What this task involves – Copy the lines word for word, starting with the line that contains "136L629 127L619 119L574" and ending with the line that contains "box: [33, 93, 102, 334]", including both.

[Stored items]
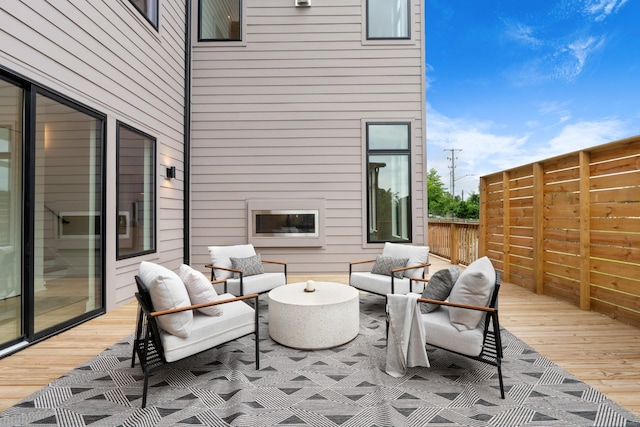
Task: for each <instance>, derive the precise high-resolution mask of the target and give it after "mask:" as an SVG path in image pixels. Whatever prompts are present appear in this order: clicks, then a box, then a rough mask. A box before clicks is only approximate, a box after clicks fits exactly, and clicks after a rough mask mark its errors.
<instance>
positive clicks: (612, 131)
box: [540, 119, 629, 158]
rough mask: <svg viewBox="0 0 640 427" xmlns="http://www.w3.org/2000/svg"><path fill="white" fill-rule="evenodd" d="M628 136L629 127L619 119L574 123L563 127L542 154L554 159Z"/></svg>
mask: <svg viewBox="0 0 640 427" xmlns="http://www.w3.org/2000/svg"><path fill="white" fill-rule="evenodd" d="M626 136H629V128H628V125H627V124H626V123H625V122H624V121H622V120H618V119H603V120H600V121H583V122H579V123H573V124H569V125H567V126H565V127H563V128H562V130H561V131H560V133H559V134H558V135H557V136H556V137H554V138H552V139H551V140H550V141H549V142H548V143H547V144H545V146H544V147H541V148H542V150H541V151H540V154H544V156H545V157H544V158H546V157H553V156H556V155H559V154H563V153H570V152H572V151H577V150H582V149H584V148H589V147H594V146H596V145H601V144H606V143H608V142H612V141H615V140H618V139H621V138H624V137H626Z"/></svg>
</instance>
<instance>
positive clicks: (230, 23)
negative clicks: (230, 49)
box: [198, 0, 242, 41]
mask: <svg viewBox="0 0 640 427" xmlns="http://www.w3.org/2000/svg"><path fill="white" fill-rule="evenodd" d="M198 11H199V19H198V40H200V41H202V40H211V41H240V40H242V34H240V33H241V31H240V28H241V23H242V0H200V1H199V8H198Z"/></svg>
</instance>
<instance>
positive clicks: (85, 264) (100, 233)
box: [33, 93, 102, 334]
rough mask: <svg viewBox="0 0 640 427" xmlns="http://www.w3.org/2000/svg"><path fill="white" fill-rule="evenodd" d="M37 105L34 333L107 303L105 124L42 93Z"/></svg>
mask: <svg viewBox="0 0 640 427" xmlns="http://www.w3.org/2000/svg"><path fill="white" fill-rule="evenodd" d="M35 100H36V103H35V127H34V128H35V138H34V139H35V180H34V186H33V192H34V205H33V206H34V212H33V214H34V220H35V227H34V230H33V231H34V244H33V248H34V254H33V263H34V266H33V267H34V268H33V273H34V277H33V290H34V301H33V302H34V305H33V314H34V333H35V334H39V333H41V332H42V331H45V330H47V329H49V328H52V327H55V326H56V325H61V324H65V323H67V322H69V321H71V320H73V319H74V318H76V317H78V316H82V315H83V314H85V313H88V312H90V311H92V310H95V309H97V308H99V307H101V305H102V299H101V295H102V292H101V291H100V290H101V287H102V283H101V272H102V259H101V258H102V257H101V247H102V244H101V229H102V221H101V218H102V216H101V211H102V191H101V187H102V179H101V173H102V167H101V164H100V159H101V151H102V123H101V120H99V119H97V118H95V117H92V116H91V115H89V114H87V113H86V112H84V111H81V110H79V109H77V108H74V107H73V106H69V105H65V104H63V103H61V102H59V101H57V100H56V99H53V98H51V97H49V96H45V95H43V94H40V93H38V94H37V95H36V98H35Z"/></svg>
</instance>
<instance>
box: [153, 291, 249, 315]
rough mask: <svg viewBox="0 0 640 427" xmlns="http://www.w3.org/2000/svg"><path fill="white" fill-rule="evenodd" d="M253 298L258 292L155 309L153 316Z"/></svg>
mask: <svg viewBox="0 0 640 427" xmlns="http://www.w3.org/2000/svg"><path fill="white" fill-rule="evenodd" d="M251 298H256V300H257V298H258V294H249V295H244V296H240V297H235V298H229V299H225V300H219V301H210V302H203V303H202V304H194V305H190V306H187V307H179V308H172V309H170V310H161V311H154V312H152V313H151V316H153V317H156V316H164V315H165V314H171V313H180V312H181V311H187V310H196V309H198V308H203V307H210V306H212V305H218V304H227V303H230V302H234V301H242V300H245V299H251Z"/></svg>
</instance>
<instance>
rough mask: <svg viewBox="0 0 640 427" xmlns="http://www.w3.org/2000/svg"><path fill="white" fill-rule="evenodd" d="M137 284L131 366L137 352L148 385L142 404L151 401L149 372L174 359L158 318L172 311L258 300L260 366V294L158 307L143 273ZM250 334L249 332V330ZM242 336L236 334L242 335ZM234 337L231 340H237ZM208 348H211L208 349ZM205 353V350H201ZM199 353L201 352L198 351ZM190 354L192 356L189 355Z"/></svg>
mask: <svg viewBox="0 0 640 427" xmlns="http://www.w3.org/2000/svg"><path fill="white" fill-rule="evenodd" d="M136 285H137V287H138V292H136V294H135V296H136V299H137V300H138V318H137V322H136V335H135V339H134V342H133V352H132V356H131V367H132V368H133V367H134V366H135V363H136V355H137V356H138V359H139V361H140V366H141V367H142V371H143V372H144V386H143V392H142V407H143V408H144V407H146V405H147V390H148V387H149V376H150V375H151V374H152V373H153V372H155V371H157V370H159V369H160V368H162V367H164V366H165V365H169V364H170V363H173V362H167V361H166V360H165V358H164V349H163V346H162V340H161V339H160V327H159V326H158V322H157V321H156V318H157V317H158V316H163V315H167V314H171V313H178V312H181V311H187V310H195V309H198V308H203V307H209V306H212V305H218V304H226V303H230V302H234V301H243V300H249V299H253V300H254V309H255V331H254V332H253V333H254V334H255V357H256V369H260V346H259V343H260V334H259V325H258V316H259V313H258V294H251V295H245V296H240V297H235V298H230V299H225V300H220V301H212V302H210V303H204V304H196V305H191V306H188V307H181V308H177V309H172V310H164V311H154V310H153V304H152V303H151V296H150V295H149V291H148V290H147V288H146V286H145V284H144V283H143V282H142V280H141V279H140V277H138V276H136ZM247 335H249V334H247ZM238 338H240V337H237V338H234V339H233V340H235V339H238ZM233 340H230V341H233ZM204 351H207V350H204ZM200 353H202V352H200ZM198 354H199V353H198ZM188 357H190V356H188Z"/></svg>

* * *

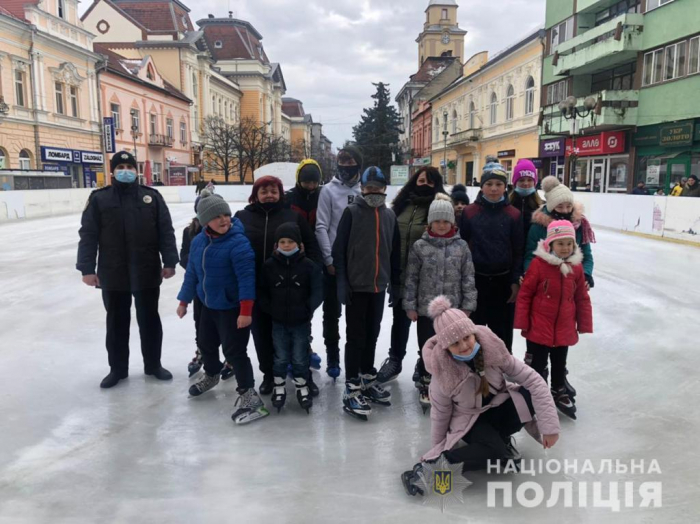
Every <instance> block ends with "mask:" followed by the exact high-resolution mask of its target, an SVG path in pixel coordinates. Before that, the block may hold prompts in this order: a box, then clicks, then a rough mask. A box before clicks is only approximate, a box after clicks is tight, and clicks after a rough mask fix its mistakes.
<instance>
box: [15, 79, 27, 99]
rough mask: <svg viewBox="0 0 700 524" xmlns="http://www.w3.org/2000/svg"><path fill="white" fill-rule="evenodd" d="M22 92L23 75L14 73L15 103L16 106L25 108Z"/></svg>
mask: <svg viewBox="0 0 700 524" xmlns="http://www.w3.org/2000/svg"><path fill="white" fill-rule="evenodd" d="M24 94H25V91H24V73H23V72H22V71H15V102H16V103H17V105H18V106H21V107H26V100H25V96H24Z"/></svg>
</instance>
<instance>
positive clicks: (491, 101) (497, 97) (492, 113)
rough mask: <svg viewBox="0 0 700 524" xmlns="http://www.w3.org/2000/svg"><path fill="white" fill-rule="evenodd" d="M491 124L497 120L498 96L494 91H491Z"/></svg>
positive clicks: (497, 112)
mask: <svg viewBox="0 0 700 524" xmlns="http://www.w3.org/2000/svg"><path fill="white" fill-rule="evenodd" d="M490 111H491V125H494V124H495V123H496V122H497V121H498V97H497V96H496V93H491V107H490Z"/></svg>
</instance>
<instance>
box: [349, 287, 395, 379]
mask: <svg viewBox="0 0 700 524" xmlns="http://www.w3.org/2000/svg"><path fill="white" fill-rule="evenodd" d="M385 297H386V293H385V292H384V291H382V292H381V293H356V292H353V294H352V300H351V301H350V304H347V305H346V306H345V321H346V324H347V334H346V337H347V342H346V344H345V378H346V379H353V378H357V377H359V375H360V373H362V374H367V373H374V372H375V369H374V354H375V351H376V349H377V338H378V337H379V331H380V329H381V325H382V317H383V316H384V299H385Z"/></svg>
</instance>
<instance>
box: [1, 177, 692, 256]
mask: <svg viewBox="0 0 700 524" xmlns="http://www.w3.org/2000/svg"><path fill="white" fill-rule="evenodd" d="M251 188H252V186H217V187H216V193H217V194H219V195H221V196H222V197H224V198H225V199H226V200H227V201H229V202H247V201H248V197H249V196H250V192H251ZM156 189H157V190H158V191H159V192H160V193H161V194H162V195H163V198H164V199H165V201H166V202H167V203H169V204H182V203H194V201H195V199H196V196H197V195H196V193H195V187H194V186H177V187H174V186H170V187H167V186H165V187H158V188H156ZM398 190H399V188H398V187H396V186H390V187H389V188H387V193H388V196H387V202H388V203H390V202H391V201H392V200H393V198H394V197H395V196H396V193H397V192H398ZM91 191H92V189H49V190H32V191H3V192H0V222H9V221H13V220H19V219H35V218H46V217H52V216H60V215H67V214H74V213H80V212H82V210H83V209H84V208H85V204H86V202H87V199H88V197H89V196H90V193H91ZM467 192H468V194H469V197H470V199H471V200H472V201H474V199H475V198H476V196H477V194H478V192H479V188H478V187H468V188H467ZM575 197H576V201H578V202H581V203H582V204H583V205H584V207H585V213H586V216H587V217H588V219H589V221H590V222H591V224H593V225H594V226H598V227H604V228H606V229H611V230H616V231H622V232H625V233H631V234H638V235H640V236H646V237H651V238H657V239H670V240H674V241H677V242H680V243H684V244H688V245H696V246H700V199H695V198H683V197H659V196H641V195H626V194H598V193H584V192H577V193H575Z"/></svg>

Exercise response –
rough mask: <svg viewBox="0 0 640 427" xmlns="http://www.w3.org/2000/svg"><path fill="white" fill-rule="evenodd" d="M628 136L629 127L619 119L574 123L563 127L542 154L554 159Z"/></svg>
mask: <svg viewBox="0 0 640 427" xmlns="http://www.w3.org/2000/svg"><path fill="white" fill-rule="evenodd" d="M626 136H629V128H628V125H627V124H626V123H625V122H624V121H622V120H618V119H603V120H600V121H583V122H579V123H573V124H569V125H567V126H565V127H563V128H562V130H561V131H560V133H559V134H558V135H557V136H556V137H554V138H552V139H551V140H550V141H549V142H548V143H547V144H545V146H544V147H541V148H542V150H541V151H540V154H544V156H545V157H544V158H546V157H553V156H556V155H559V154H563V153H570V152H572V151H577V150H582V149H584V148H589V147H594V146H596V145H601V144H606V143H608V142H612V141H615V140H618V139H621V138H624V137H626Z"/></svg>
</instance>
<instance>
positive clicks: (230, 23)
negative clicks: (230, 49)
box: [198, 0, 242, 41]
mask: <svg viewBox="0 0 640 427" xmlns="http://www.w3.org/2000/svg"><path fill="white" fill-rule="evenodd" d="M198 11H199V19H198V40H200V41H202V40H211V41H240V40H242V34H240V33H241V31H240V28H241V23H242V0H200V1H199V8H198Z"/></svg>
</instance>
<instance>
positive clicks: (85, 264) (100, 233)
box: [33, 93, 102, 334]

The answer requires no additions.